[Dataset entries]
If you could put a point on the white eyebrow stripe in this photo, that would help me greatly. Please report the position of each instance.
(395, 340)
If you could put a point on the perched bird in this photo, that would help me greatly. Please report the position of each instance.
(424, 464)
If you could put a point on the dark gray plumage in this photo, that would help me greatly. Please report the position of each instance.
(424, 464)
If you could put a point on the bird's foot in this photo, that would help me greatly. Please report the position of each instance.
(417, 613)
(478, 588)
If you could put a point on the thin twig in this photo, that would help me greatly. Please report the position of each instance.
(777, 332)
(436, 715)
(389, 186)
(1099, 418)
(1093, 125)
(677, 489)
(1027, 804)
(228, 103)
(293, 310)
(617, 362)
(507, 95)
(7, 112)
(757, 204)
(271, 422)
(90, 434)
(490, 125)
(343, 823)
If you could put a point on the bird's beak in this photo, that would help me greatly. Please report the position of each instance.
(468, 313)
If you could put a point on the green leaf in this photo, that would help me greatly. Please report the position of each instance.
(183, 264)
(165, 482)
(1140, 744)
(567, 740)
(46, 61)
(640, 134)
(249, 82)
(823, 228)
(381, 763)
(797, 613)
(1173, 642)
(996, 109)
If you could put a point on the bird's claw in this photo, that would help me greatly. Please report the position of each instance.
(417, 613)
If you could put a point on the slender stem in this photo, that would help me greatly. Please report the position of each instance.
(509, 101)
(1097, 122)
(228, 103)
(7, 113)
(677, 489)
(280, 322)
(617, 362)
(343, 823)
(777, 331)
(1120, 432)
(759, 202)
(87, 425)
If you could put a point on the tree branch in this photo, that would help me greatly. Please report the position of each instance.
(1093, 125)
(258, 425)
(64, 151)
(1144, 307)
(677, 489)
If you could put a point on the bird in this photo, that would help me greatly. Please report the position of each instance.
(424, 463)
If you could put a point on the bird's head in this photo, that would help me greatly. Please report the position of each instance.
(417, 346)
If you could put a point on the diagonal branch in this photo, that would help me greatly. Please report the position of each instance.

> **Task directions**
Reproduce the entries above in full by retyping them exactly.

> **Result of the exercise**
If you could put a point on the white eyebrow stripe in this photo, that would help me greatly. Please report the position of each instance.
(395, 340)
If you could put a point on the perched bird in this photo, that would help me greatly. Please report the position of each instance.
(424, 464)
If you could put a point on the dark gray plumage in this photo, that would help me greatly. Please report the position of each instance.
(424, 464)
If you could put a point on the bird's foot in this photo, that would help me greatly. Please report the position of each instance.
(417, 613)
(478, 588)
If you could put a point on the thin twig in this photo, that would help me greatly. Please report the position of each instance.
(777, 332)
(436, 715)
(389, 186)
(1099, 418)
(1093, 125)
(677, 489)
(1027, 804)
(228, 103)
(293, 310)
(617, 362)
(507, 95)
(7, 112)
(757, 204)
(271, 422)
(90, 434)
(490, 125)
(343, 823)
If you could put a point on the bird's beak in this photo, that would help me greatly. Please report the position of each instance.
(468, 313)
If you could put a point on the green leaf in this photo, that would help me greatly. Please report the position of each instance.
(183, 264)
(165, 482)
(1140, 744)
(567, 740)
(46, 61)
(640, 134)
(249, 82)
(823, 228)
(381, 763)
(797, 613)
(1173, 642)
(996, 109)
If you could put a point on the bird's claw in this photo, that would help me greatly. Please report the position of each instance.
(417, 613)
If you could put a point on the slender stem in this photo, that would help me greatly. Please report the position of each instance.
(509, 101)
(1097, 122)
(228, 103)
(7, 113)
(677, 489)
(280, 322)
(617, 362)
(343, 823)
(777, 331)
(1120, 432)
(759, 202)
(87, 425)
If you could put a point on the tree branch in this photo, that would help me greatly. Please report the position of each instance.
(1093, 125)
(258, 425)
(64, 151)
(1144, 307)
(677, 489)
If you could put a point on the bird in this photo, that would help me greatly. Please report the position of each instance.
(424, 463)
If you could put a point on the bird's head in this photo, that would help me greatly. Please report the position of each instance.
(417, 346)
If you could put a point on the diagonal branch in this photo, that would help me greatly. Please report the position of each instance.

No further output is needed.